Required action: All of the data below is to be returned unaltered.

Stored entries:

§

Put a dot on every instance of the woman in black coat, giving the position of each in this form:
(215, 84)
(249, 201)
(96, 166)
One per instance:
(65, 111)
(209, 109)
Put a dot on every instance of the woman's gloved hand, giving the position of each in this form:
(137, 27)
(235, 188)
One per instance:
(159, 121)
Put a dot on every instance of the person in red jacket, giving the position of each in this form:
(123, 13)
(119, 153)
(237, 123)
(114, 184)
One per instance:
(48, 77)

§

Exercise output:
Put a dot on every instance of the woman in black coat, giving the position of each in this form:
(215, 84)
(249, 201)
(96, 166)
One per instance:
(65, 111)
(209, 109)
Put a dot on every instance of the woman's gloved hand, giving the position of each in this form:
(137, 27)
(235, 188)
One per instance:
(159, 121)
Put a dot on every instance of the person in red jacket, giving the position of each in this form:
(123, 13)
(119, 153)
(237, 123)
(114, 184)
One per instance:
(48, 77)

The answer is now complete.